→ Work to complete: Please give the entries again from the line with "of the green" to the line with "(1173, 602)", both ends included and requests kept unchanged, and scale every point coordinate in the answers by 1.85, rounding to whole numbers with halves going up. Return only those lines.

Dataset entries
____________________

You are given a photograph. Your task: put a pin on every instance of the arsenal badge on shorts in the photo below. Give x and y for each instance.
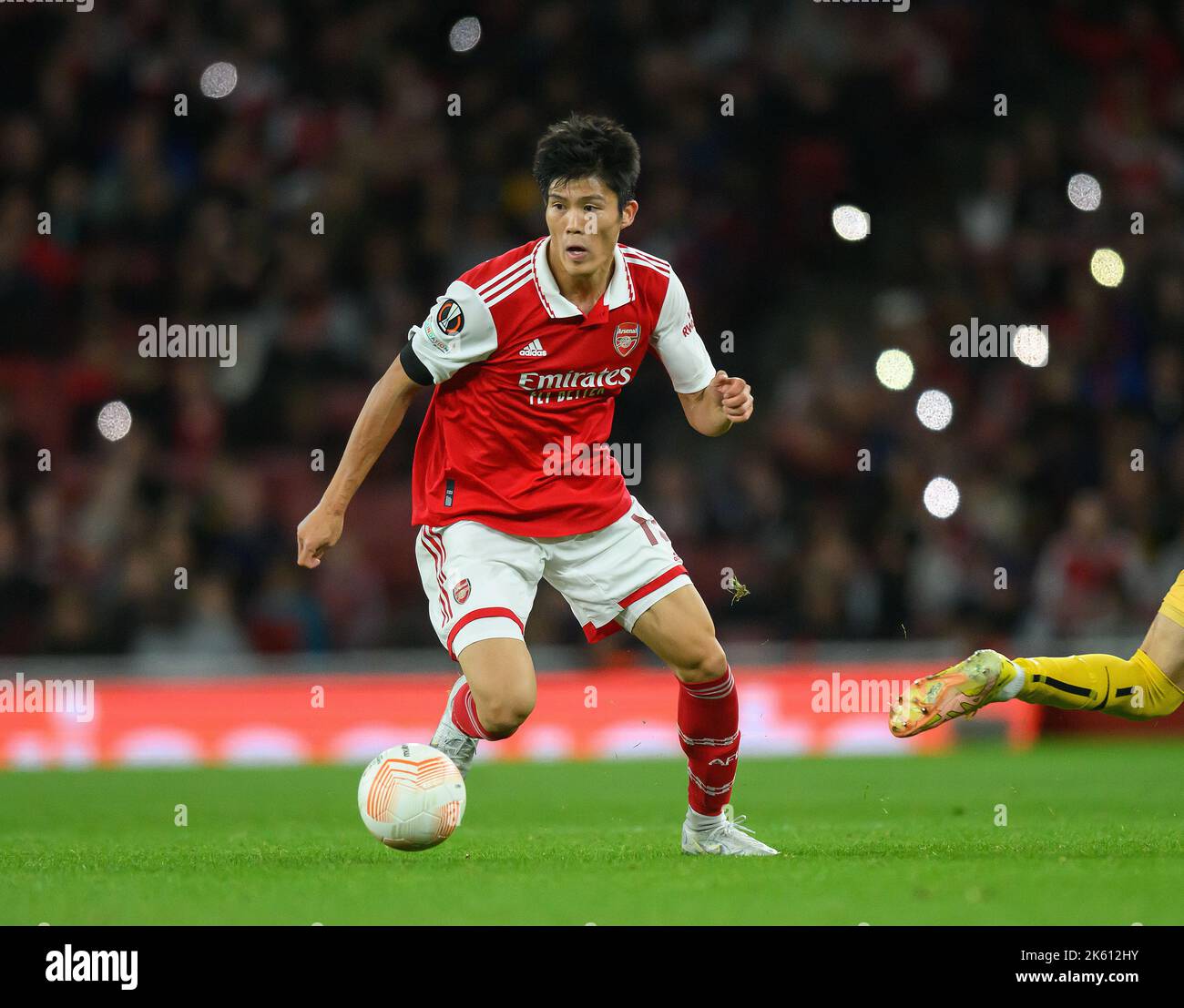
(626, 337)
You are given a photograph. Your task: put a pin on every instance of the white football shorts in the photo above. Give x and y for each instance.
(481, 582)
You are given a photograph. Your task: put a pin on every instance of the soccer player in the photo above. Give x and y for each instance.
(1147, 685)
(513, 482)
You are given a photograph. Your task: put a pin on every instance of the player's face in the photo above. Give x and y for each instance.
(585, 220)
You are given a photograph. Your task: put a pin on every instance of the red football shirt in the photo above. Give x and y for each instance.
(526, 386)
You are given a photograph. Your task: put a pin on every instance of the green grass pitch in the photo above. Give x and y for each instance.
(1093, 835)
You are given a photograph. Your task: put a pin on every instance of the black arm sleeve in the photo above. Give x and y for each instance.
(413, 367)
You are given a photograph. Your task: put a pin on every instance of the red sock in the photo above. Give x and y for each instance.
(709, 731)
(464, 714)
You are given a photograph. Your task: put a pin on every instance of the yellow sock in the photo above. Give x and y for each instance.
(1132, 687)
(1173, 602)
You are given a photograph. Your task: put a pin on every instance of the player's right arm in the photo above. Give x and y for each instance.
(457, 331)
(375, 425)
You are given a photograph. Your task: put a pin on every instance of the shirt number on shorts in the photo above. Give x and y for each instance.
(646, 528)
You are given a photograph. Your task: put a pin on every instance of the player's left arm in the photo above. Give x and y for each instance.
(711, 411)
(710, 400)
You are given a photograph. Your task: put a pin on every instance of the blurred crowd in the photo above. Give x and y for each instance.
(754, 121)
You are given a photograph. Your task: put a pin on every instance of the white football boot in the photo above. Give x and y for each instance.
(726, 838)
(454, 743)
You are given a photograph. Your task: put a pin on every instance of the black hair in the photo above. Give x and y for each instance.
(584, 146)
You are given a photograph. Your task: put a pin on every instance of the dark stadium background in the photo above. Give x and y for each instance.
(342, 109)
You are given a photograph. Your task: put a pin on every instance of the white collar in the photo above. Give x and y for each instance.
(619, 291)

____________________

→ Output of the exercise:
You are given a photograph. Your task: put a pin on every instance of the green grass pitch in the photo above. Give x and y for each instance.
(2022, 1545)
You are given a photograph. Your task: put a pin on every instance of the black arm sleeve in the photo above. Give x and y for each instance.
(764, 679)
You are given a photograph. Your task: put a pin on every instance of the red sock in the photo above. Give x and y for each instance.
(1312, 1352)
(858, 1321)
You are given a photograph. Your task: put a pin on every instance of the yellow sock in the photo above. Give x and y for each instance.
(2094, 1271)
(2170, 1114)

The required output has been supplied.